STUDY TEXT –
---+---

3.3.3. Volume δ of Raindrops
 Volume δ of raindrops (i.e., below 4.0 km MSL) was 0.08–0.10 in case B, though it was close to zero in case A (see Figures 4d and 8d). Using a three-dimensional polarization-dependent ray-tracing algorithm,Roy and Bissonnette  demonstrated that static and dynamical raindrop deformation from the sphere (i.e., steady state flattening and oscillation as a resonant response to eddy shedding) can produce strong increase of δfor single raindrop at off-zenith angles. However, their calculation results also showed that the increase ofδ at the vertical direction (i.e., the direction of the lidar laser beam) does not show significant increase for the raindrop models that are consistent with the measurement results of the scanning lidar [see Roy and Bissonnette, 2001, Figures 16 and 17]. Therefore δ for single raindrop is not likely a cause for the increase of δ in case B. Multiple scattering can generate the increase of volume δunder the presence of large-sized raindrops [Tatarov and Kolev, 2001]. Because scattering by single raindrop is not limited to the backward direction, multiple scattering can increase volume δ even when the lidar laser beam points to the vertical direction. Other lidar measurements showed that the volume δ (i.e., δ including the effects by multiple scattering) for raindrops at the vertical direction can increase ∼0.1 or greater for the FOV as small as 1 mrad [see Roy and Bissonnette, 2001, Figures 6–9]. Because our lidar measurement used the FOV similar to the work of Roy and Bissonnette (i.e., 0.5 mrad), stronger multiple scattering triggered by large-sized raindrops is likely a cause that generated the increase of volumeδ in case B.
 Effects of turbulence on raindrop oscillations need to be further investigated [Szakáll et al., 2010]. Therefore it is worth noting that wind disturbance is able to increase δ of single raindrop at the vertical incidence by distorting the orientation of raindrops from the horizontal. Standard deviation of W below the ML altitude was greater than 0.1 m s−1 in case B, while it was less than 0.1 m s−1 in case A. Altitude variation of W in case B was also greater than in case A (Figures 4a and 8a), and hence it is speculated that the greater disturbance of W in case B caused the greater δ in case B. Further theoretical end experimental studies are necessary to prove our speculation.
 Another interesting feature observed in δ is a dip around 4.0 km MSL (i.e., the bottom of ML) in case B (see Figure 8d). Most of ice-phased hydrometeors melt rapidly as they reach to the 0°C level and only large-sized aggregates contribute to the ML formation [Willis and Heymsfield, 1989]. The large-sized aggregate disrupts into small-sized particles at the final stage of melting, and the disrupted small-sized particles display round, plate, or lens-like shapes [Fujiyoshi, 1986; Knight, 1979]. The decrease of nonsphericity at the final stage of melting explains the decrease of volume δ at the bottom of ML than that at the altitudes above 4.0 km MSL. We speculate that the stronger multiple scattering effect for raindrops explains the greater volume δ below 4.0 km MSL. By producing stronger scattering to various directions, surface wave of raindrops can cause stronger multiple scattering than melting particles. The presence of lidar dark band, which indicates the stronger raindrop backscattering than melting particles, supports the speculation (see Figures 4c and 8c). Unfortunately there are no theoretical and experimental studies that treated the effects of multiple scattering on melting particles. Further theoretical and experimental studies are required for thorough understanding of δ both for raindrops and melting particles.

---+---

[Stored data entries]
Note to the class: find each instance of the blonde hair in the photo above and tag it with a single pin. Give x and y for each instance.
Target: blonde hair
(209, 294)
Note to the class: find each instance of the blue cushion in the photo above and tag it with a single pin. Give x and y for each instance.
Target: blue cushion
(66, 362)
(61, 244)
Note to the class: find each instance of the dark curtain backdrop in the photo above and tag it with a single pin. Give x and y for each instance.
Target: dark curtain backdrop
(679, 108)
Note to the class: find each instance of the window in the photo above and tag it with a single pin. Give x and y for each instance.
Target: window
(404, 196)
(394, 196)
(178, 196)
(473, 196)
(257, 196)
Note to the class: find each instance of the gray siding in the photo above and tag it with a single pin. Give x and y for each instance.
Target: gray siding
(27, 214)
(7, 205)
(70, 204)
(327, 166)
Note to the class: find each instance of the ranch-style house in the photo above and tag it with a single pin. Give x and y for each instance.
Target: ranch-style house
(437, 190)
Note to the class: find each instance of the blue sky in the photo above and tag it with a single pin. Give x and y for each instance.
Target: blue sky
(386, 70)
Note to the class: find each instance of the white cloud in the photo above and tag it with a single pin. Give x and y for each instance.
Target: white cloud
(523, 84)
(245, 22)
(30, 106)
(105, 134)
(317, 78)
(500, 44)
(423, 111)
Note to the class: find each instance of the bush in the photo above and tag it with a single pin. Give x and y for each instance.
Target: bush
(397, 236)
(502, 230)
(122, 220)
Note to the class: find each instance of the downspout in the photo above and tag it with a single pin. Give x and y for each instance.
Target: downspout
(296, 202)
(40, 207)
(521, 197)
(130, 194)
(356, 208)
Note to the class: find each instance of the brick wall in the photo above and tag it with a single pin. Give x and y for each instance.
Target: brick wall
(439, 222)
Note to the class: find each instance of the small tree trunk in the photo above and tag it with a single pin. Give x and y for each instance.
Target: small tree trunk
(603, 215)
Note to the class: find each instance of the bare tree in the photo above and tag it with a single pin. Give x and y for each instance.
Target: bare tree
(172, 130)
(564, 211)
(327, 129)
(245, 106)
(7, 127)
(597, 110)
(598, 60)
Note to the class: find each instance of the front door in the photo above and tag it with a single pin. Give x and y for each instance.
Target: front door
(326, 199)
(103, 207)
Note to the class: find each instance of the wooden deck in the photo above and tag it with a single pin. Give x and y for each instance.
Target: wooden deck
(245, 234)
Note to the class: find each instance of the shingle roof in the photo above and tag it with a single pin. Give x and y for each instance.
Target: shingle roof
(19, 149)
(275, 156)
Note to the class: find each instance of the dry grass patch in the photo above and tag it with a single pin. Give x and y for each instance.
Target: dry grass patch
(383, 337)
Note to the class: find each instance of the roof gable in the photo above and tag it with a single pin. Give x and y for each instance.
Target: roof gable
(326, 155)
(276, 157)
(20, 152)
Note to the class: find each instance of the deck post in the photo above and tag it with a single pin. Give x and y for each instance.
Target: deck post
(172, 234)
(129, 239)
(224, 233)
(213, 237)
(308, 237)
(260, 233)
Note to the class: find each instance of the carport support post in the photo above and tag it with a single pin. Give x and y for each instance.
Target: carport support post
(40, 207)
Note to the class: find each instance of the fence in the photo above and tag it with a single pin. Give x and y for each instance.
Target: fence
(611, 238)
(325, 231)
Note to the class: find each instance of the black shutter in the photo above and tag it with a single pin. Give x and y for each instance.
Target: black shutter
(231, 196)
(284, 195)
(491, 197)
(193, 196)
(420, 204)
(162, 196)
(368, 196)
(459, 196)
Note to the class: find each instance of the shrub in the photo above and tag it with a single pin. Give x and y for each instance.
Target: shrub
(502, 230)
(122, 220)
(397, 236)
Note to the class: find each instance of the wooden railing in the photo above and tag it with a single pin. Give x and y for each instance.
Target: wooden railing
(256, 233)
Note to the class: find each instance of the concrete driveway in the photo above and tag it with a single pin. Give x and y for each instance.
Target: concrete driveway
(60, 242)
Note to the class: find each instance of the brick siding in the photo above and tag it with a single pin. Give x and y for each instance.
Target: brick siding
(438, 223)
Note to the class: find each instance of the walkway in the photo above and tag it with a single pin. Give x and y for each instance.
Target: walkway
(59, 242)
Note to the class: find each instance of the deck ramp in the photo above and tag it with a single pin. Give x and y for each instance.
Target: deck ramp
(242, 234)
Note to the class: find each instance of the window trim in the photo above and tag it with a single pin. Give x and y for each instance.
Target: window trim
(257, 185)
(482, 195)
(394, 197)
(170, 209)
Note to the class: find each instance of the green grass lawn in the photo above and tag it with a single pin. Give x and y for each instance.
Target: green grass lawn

---+---

PROBLEM A –
In the text on volume δ of raindrops, what field of view did the authors' lidar measurement use?
PROBLEM B –
Repeat the part of the text on volume δ of raindrops starting at "Effects of turbulence" and ending at "prove our speculation.".

YOUR RESPONSE A –
It used a field of view of 0.5 mrad.

YOUR RESPONSE B –
Effects of turbulence on raindrop oscillations need to be further investigated [Szakáll et al., 2010]. Therefore it is worth noting that wind disturbance is able to increase δ of single raindrop at the vertical incidence by distorting the orientation of raindrops from the horizontal. Standard deviation of W below the ML altitude was greater than 0.1 m s−1 in case B, while it was less than 0.1 m s−1 in case A. Altitude variation of W in case B was also greater than in case A (Figures 4a and 8a), and hence it is speculated that the greater disturbance of W in case B caused the greater δ in case B. Further theoretical end experimental studies are necessary to prove our speculation.